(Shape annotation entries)
## Begin

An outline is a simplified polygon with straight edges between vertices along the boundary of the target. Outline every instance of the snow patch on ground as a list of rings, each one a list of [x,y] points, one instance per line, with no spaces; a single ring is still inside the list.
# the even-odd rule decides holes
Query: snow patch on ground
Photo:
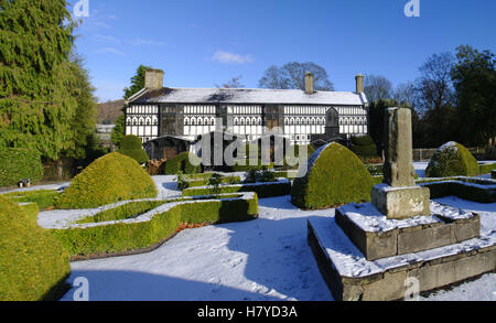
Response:
[[[423,164],[427,166],[416,163],[416,170],[424,169]],[[181,195],[174,177],[153,176],[159,194]],[[496,203],[481,204],[452,196],[435,202],[479,214],[482,233],[496,234]],[[257,220],[183,230],[149,254],[72,262],[67,282],[86,277],[89,299],[94,301],[333,300],[308,246],[306,223],[319,218],[334,223],[328,220],[334,217],[334,209],[301,211],[290,203],[290,196],[261,198],[259,204]],[[73,215],[80,212],[74,211]],[[72,213],[52,213],[51,220]],[[353,244],[348,247],[356,249]],[[360,254],[352,250],[345,255],[353,258]],[[390,260],[382,259],[375,266],[399,266],[412,259],[411,255],[405,255],[393,263]],[[68,291],[63,300],[73,300],[74,291]],[[496,274],[485,274],[427,300],[495,300],[494,291]]]

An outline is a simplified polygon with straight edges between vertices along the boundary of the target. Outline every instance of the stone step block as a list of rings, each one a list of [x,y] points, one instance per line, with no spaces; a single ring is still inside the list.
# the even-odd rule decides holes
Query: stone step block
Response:
[[[496,236],[403,256],[365,259],[333,218],[309,220],[308,239],[319,269],[336,301],[401,300],[417,279],[425,292],[495,269]]]
[[[367,260],[434,249],[478,238],[481,217],[431,203],[434,215],[388,219],[371,204],[336,209],[335,220]],[[443,215],[445,214],[445,215]]]

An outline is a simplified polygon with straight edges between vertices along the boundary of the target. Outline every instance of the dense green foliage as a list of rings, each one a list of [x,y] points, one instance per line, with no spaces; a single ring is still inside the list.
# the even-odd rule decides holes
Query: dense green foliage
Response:
[[[306,175],[294,180],[291,190],[294,205],[314,209],[370,201],[371,175],[347,148],[331,143],[319,149],[312,160]]]
[[[144,76],[147,73],[147,69],[149,69],[149,66],[140,65],[138,66],[138,69],[136,71],[134,76],[131,77],[131,85],[129,87],[126,87],[123,89],[125,95],[123,98],[128,99],[141,89],[144,88]]]
[[[475,183],[477,185],[471,185]],[[439,181],[425,182],[419,181],[419,185],[429,187],[431,198],[441,198],[445,196],[457,196],[463,200],[478,203],[495,203],[496,189],[490,181],[474,179],[468,181],[460,177],[439,179]]]
[[[273,169],[273,163],[269,165],[265,165],[261,159],[245,159],[238,160],[234,166],[228,168],[227,171],[230,172],[249,172],[249,171],[262,171],[262,170],[271,170]]]
[[[3,197],[15,203],[34,203],[40,209],[55,205],[61,193],[53,190],[22,191],[3,194]]]
[[[95,110],[80,61],[71,60],[66,2],[0,1],[0,147],[80,155]]]
[[[377,147],[370,136],[352,137],[349,149],[358,157],[377,157]]]
[[[95,88],[89,82],[89,73],[83,66],[83,58],[73,56],[69,62],[71,83],[69,93],[76,98],[74,118],[71,120],[73,146],[63,151],[65,157],[75,159],[90,158],[95,149],[95,130],[97,121],[97,104],[94,96]]]
[[[457,142],[438,149],[425,169],[425,177],[475,176],[478,173],[477,160]]]
[[[153,180],[133,159],[112,152],[74,177],[56,205],[58,208],[93,208],[157,194]]]
[[[69,272],[61,244],[0,195],[0,301],[56,300]]]
[[[222,185],[219,186],[218,192],[214,192],[213,187],[209,186],[191,187],[183,191],[183,196],[202,196],[239,192],[255,192],[259,198],[283,196],[291,193],[291,182]]]
[[[257,216],[256,195],[254,198],[226,197],[196,203],[176,202],[170,209],[147,222],[53,229],[52,234],[72,256],[87,256],[149,248],[173,236],[181,223],[245,222]]]
[[[121,220],[128,218],[134,218],[141,214],[144,214],[153,208],[164,204],[165,201],[139,201],[126,203],[121,206],[103,211],[94,216],[86,217],[77,223],[101,223],[109,220]]]
[[[112,133],[110,134],[110,138],[115,146],[119,147],[120,141],[126,136],[126,117],[125,115],[121,115],[116,120],[116,127],[112,128]]]
[[[143,146],[141,144],[141,139],[138,136],[128,134],[122,138],[119,152],[132,158],[139,164],[144,164],[150,161],[150,157],[144,151]]]
[[[43,179],[43,165],[36,150],[0,148],[0,187],[15,186],[21,180],[35,183]]]
[[[195,164],[191,163],[191,160],[195,161]],[[175,175],[177,172],[183,172],[184,174],[195,174],[202,172],[202,166],[200,163],[202,160],[190,152],[182,152],[174,157],[173,159],[165,162],[165,174]]]
[[[496,57],[472,46],[456,49],[452,78],[456,89],[460,131],[464,142],[496,147]]]

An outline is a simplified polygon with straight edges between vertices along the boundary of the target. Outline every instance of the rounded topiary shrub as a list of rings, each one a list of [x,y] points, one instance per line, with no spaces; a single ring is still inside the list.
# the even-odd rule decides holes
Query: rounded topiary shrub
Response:
[[[74,177],[56,206],[93,208],[119,201],[153,198],[157,194],[153,180],[133,159],[112,152]]]
[[[194,164],[191,162],[194,161]],[[196,174],[202,172],[201,159],[190,152],[182,152],[165,162],[165,174],[175,175],[180,171],[184,174]]]
[[[377,146],[370,136],[352,137],[349,149],[362,158],[377,157]]]
[[[293,183],[291,202],[306,209],[367,202],[373,186],[373,177],[358,157],[333,142],[309,159],[306,175]]]
[[[69,273],[62,245],[0,195],[0,301],[57,300]]]
[[[132,158],[139,164],[144,164],[150,161],[150,157],[144,151],[141,139],[133,134],[129,134],[122,138],[118,152]]]
[[[441,146],[425,169],[427,177],[475,176],[477,160],[462,144],[450,141]]]
[[[15,186],[21,180],[43,179],[43,164],[35,150],[0,148],[0,187]]]

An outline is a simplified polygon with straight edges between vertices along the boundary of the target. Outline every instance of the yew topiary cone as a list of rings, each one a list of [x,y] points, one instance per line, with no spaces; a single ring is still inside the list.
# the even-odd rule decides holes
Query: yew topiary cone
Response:
[[[291,202],[305,209],[369,202],[373,186],[373,177],[358,157],[333,142],[309,159],[306,175],[293,183]]]
[[[71,182],[56,201],[58,208],[94,208],[119,201],[157,197],[150,175],[118,152],[94,161]]]

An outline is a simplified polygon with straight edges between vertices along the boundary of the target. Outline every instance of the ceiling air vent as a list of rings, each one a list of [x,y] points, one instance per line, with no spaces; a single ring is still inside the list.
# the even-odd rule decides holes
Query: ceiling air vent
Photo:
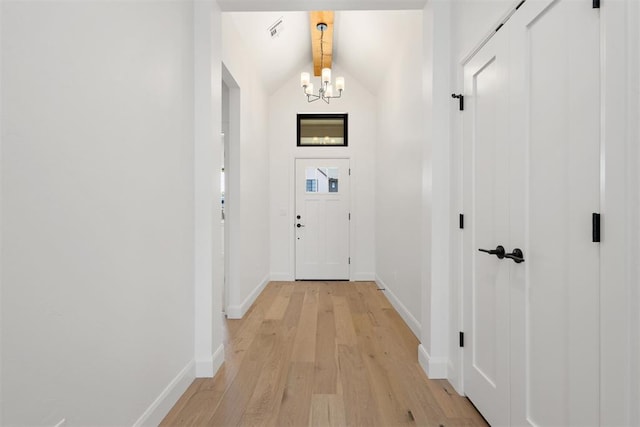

## End

**Exercise directions:** Return every line of the material that contains the string "block", treating uppercase and lowercase as different.

**The response:**
An outline is a simplified polygon with straight edges between vertices along the boundary of the target. Outline every instance of the stone step block as a list of rings, each one a list of [x,y] points, one instance per line, with no spaces; a single ring is still inside the list.
Query: stone step block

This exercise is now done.